[EXCERPT]:
-------
NEW HAVEN, Conn. – Connecticut lobstermen have survived storms and struggled with poor prices, die-offs and a prolonged plunge in the population that they count on for a livelihood. Now the dwindling ranks of aging, full-time lobstermen are removing their traps to comply with the first seasonal shutdown on Long Island Sound.

The closure, which begins Sunday and lasts through Nov. 28, aims to reduce the total lobster harvest by 10 percent this year to give the sound’s depleted lobster population a chance to rebuild. Amid skepticism it will reverse their fortunes, lobstermen are tightening their belts, shifting to other fishing, laying off crews, thinking about jobs on shore and wondering how they’ll survive the latest challenge.

“You won’t find a group of harder-working or more industrious guys,” said Michael Theiler, one of about two dozen full-time lobstermen in Connecticut compared to more than 200 a decade ago. “If there is anyone who is going to survive something like this, it’s going to be lobstermen. I couldn’t tell you how we’re going to do it or what it’s going to take.”
-------
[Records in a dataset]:
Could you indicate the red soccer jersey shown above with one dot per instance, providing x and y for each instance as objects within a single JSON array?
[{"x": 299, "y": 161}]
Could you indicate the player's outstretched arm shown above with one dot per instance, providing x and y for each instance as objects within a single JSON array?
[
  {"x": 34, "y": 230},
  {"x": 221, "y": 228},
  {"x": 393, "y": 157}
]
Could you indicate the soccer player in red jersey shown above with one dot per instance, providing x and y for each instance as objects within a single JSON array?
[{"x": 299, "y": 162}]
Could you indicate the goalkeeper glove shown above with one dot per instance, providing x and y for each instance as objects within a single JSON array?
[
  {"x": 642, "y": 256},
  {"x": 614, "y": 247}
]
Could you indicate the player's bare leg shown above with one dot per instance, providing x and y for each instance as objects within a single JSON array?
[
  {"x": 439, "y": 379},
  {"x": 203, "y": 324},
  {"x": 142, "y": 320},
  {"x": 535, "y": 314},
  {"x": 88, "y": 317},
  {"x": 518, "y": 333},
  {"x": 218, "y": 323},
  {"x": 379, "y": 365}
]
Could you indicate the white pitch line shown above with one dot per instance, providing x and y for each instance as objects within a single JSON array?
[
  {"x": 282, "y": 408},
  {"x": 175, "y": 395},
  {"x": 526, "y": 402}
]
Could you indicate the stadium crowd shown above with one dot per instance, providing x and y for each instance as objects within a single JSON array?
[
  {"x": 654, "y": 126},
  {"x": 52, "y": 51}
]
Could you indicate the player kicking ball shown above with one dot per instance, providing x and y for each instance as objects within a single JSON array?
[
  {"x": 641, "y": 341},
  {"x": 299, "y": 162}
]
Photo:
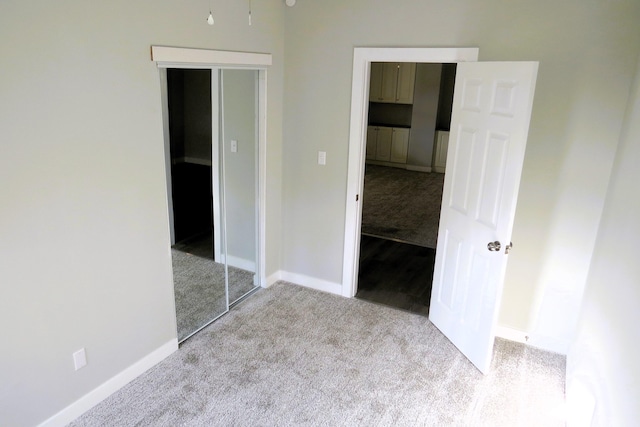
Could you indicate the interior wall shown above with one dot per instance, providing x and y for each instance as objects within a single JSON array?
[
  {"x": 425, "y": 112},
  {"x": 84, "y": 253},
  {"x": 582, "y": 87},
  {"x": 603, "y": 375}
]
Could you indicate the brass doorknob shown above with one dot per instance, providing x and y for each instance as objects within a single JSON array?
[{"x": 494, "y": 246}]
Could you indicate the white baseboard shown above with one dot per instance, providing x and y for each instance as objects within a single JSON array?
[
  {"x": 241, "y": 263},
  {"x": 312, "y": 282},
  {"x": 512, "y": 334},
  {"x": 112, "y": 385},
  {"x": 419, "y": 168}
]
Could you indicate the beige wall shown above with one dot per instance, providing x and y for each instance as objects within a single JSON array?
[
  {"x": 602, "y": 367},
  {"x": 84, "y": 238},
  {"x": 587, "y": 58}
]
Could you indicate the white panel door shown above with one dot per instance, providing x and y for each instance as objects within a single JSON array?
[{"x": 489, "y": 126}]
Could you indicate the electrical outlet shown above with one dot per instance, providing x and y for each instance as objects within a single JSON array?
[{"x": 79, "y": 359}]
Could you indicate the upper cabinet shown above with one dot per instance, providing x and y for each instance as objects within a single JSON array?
-------
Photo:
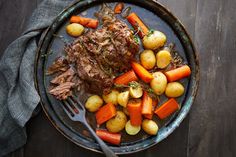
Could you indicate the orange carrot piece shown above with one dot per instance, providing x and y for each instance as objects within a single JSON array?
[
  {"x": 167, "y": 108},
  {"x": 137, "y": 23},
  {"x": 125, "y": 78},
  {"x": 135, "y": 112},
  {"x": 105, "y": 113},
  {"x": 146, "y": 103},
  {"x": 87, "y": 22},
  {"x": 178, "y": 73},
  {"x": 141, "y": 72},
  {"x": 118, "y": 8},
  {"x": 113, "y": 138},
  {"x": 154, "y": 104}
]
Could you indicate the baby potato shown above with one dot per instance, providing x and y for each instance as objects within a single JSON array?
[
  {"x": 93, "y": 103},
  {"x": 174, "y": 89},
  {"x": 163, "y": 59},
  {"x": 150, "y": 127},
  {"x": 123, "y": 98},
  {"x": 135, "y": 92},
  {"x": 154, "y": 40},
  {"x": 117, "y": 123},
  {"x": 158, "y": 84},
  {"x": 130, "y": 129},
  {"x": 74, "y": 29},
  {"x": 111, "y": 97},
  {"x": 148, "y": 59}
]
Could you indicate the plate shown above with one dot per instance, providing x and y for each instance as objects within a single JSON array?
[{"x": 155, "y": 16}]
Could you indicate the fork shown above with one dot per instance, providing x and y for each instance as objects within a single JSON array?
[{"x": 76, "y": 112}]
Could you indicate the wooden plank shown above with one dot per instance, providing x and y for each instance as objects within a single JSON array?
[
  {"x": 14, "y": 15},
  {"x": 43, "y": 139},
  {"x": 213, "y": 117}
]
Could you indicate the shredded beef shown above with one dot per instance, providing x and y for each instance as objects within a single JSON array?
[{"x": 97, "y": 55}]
-------
[EXERCISE DIRECTIONS]:
According to the news report on Connecticut lobstermen, how many full-time lobstermen worked in Connecticut a decade ago?

[TASK RESULT]:
More than 200.